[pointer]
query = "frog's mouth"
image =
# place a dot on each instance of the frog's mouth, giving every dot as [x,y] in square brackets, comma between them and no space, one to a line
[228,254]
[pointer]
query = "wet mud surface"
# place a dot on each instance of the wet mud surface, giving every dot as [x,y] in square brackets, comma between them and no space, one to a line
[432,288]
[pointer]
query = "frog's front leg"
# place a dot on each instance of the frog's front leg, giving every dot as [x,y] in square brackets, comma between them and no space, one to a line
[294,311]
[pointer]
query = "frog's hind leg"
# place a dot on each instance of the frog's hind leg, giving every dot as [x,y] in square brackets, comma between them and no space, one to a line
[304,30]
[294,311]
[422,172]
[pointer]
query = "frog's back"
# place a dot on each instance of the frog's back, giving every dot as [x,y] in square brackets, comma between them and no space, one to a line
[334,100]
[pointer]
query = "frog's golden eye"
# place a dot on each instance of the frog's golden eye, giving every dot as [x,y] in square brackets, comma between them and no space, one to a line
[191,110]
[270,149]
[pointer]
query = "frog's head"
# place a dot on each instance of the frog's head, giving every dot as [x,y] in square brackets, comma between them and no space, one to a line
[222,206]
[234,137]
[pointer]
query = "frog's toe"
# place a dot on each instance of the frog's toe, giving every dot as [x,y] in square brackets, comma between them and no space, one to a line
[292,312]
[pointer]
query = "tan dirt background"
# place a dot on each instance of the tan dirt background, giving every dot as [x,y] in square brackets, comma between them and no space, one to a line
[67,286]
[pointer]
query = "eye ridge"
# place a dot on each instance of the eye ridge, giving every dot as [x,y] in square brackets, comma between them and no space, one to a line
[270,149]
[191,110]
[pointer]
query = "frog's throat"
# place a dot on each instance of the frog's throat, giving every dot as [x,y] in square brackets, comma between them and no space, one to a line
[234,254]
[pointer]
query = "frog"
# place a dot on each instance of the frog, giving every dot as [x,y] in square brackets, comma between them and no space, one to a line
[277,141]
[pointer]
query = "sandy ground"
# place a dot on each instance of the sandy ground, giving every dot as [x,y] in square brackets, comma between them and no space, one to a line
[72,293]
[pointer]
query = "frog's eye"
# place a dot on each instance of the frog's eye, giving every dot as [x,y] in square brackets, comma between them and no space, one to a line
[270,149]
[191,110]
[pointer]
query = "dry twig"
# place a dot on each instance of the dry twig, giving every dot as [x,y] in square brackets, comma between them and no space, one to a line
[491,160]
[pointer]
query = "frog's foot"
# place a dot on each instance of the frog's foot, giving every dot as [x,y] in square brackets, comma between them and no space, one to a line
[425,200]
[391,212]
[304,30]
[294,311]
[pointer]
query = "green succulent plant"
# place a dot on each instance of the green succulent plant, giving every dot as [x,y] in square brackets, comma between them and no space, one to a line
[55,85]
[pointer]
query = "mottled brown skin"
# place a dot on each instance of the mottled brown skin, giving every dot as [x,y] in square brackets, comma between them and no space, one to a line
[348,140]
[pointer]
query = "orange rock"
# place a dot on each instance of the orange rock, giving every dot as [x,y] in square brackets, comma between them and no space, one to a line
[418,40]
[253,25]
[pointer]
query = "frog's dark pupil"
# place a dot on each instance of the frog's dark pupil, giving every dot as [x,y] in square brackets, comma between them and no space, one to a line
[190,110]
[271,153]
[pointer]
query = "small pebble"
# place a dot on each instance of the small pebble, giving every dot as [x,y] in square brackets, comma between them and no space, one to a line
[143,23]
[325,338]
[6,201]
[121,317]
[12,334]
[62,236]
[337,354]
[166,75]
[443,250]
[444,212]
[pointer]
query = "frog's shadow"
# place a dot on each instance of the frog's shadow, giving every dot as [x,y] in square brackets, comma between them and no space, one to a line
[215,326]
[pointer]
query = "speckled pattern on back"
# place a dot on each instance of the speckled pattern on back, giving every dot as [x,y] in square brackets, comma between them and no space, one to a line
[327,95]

--

_Assigned task_
Write out the complete material a second time, matching it exactly.

_Output below_
[pointer]
query = "frog's mouth"
image =
# place a dot on each instance of the frog's mouth, giving every dot as [x,y] in square brackets, comma between them and no space, one to a line
[228,254]
[pointer]
query = "wet mud surface"
# place a dot on each instance of the wet mud surface, giving every dot as [x,y] in square brackets, comma between them and no space, one to a line
[432,288]
[pointer]
query = "frog's front leg"
# place a dot on each instance of the frog's front leg, giving every dot as [x,y] in square brackets, comma between them and no space, one to a line
[294,311]
[pointer]
query = "frog's hind leg"
# place a dot on each instance of the frog's hind leg, giving every dot as [x,y] in square brackets, comma between them and no space, one to a line
[304,30]
[294,311]
[422,172]
[pointer]
query = "frog's back"
# place a dot on each instance of the frog's back, giving every dot as [x,y] in square brackets, comma between them and no space, one to a line
[334,100]
[pointer]
query = "frog's golden eye"
# place a dot on each instance of the frog's golden eye, giving every dot as [x,y] in square brackets, comma between them and no space, one to a line
[191,110]
[270,149]
[pointer]
query = "frog's head"
# place a dot on each instance of the frog's head, giving every dot as [x,y] in square brackets, comma between them and no space, one to a line
[222,206]
[234,137]
[pointer]
query = "frog's toe"
# place a dot on each instance of the frog's toe, giving every dot as [x,y] in square brackets, comma between them and no space, one to a line
[292,312]
[pointer]
query = "tan dirt background"
# place a dot on each instance of the tan dirt background, giving every dot as [x,y] in square brackets, comma between them and no space, one to a line
[67,286]
[pointer]
query = "eye ridge"
# place a dot on each instance of the eye ridge, giving every dot as [x,y] in square brackets, comma between them and no space, one to a line
[270,149]
[191,110]
[pointer]
query = "frog's throat"
# place a dot on each instance of the frog's throat, giving every dot as [x,y] in square brackets, comma between them and no space, one to a line
[234,254]
[pointer]
query = "frog"
# place a dot on each instance of the frog, giving every dot as [x,y] in square brackets, comma between them and no space, one to a line
[277,141]
[pointer]
query = "sandy ground"
# place a dot on each instance of the sandy ground, giving every dot as [x,y] in square brackets, comma between them and no space, one to a line
[72,293]
[pointer]
query = "frog's eye"
# place a dot on each instance of the frog's eye, giving every dot as [x,y] in square brackets, comma between them and no space, one to a line
[270,149]
[191,110]
[pointer]
query = "dry twig"
# place a dot on each instance of the dry twig, giving every dot as [x,y] in square brackets, comma between them and no space, one to a line
[491,160]
[pointer]
query = "frog's foot"
# place a dot on each instance of the frog's foot, giving every dot as [x,y] in square brackets, comma between them and no space, one to a line
[425,200]
[391,212]
[304,30]
[294,311]
[pointer]
query = "green succulent plant"
# place a dot on each instance of the green succulent plant, giving every dot as [x,y] in square brackets, comma between them and no space, one to a line
[55,85]
[pointer]
query = "mottled brown skin"
# place a dot on each instance of the mottled brown skin, giving every dot as [x,y] in square brackets, comma between them and no space, one to a line
[348,140]
[pointer]
query = "orange rock"
# place a dot on each instance of the orange rock, giving every dot as [x,y] in square brackets, comma between them and no space, one to a line
[418,40]
[253,25]
[pointer]
query = "frog's dark pupil"
# place a dot on each instance of the frog's dark pupil, giving every dot as [x,y] in square brackets, comma between them and no space, one to a line
[190,110]
[271,153]
[pointer]
query = "small pebble"
# place a dot on each instance of the small pebble, giving every dot as [x,y] in square brackets, comma between them and no space, one to a line
[143,23]
[325,338]
[6,201]
[121,317]
[12,334]
[62,236]
[337,354]
[166,75]
[443,250]
[444,212]
[pointer]
query = "frog's shadow"
# place a dot on each instance of the frog's shadow, giving every dot as [x,y] in square brackets, comma between them and no space, one to a line
[215,326]
[pointer]
query = "speckled pattern on back"
# place a dot on each instance of the speckled pattern on back, giving every dot as [x,y] in square brackets, comma between them and no space, one to a line
[327,95]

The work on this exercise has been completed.